ARTICLE:

## start

A lightning strike injured a Cecil County zookeeper, half-dollar-sized hail fell in several counties and tornado sightings sent people scurrying for shelter from Rockville to Baltimore-Washington International Thurgood Marshall Airport.

Yet the worst fears of weather forecasters didn't materialize Thursday.

The National Weather Service's Storm Prediction Center called the first of two systems that darkened skies and dumped rain Thursday a "low-end" derecho, known for powerful winds that travel in a straight line over hundreds of miles. The morning storm was a weak cousin of the June 2012 derecho that killed three and left 760,000 without power in Maryland.

In an afternoon bout, emergency officials confirmed by sight a tornado in Montgomery Countythat prompted warnings in Howard and Anne Arundel counties. BWI officials advised travelers and employees to take shelter in lower-level terminal bathrooms as a funnel cloud was seen approaching, though it is not confirmed to have touched down there. The Bay Bridge was closed for a period while the storm passed.

UPDATE: The National Weather Service confirmed Friday night that two tornadoes touched down in Maryland.

The first occurred in Montgomery County Thursday afternoon about 3:40 p.m. A preliminary investigation revealed that it traveled from North Potomac to Burtonsville, leaving a 17.3 mile path of damage behind. Its winds reached 75 miles per hour, and the tornado had a maximum width of 150 yards. Numerous homes were damaged by uprooted trees, the weather service said.

The second tornado occurred in St. Mary's County. Details won't be available until Monday.

There were no reports of significant damage in the Baltimore region. Over the course of the day, more than 39,000 Baltimore Gas and Electric Co.customers lost power, according to the utility. As of 10 p.m., power had been restored to nearly 34,000 of those customers, BGE said. By 10 a.m. Friday, nearly 2,000 customers remained without electricity.

The storms finished off a chaotic week of Maryland weather — first with heavy rains from Tropical Storm Andrea late last week, then four confirmed tornadoes and more heavy rain across the state Monday. Forecasters and media focused for days on the potential for dangerous severe weather Thursday, in part because of memories of the June 2012 derecho, which came with little advance warning.

## end

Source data
## start

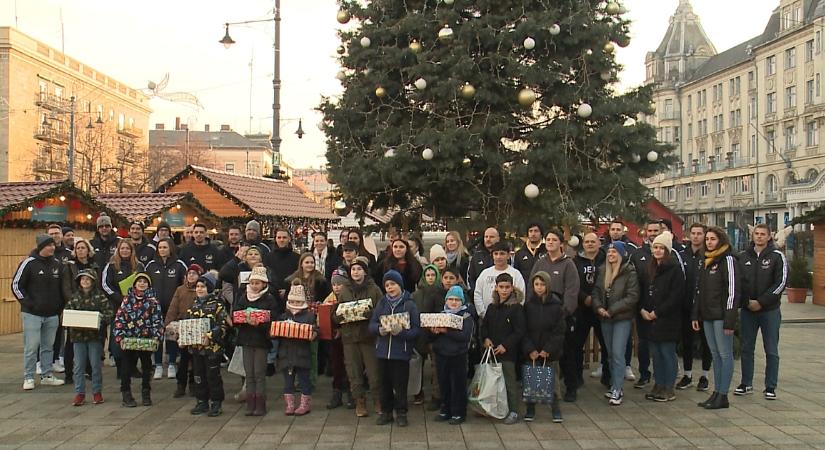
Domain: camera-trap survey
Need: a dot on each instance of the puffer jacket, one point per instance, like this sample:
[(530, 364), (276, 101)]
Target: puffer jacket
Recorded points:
[(718, 291), (621, 298), (763, 276), (355, 332), (664, 296), (400, 346)]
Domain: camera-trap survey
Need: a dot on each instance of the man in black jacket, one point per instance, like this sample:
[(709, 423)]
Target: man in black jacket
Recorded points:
[(765, 272), (37, 286)]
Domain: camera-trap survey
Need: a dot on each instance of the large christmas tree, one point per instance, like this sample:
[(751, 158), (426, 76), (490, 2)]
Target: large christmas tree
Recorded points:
[(502, 110)]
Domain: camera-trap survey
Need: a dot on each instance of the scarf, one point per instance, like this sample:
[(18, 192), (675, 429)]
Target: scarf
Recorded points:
[(710, 256), (251, 296)]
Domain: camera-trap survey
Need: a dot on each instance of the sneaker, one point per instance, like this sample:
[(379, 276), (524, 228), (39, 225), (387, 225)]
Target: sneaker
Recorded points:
[(51, 381), (511, 419), (616, 398), (628, 374), (685, 382), (743, 390)]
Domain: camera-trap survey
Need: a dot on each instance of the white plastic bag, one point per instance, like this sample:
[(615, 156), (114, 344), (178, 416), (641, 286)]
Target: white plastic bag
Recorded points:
[(488, 393)]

## end

WRITTEN TASKS:
**A.** List every Maryland county the storm article names.
**B.** Answer these questions from the storm article:
(i) How many people did the June 2012 derecho kill in Maryland?
(ii) What was the maximum width of the Montgomery County tornado?
(iii) How many BGE customers were still without electricity by 10 a.m. Friday?

OUTPUTS:
**A.**
Cecil County
Montgomery County
Howard County
Anne Arundel County
St. Mary's County

**B.**
(i) Three.
(ii) 150 yards.
(iii) Nearly 2,000.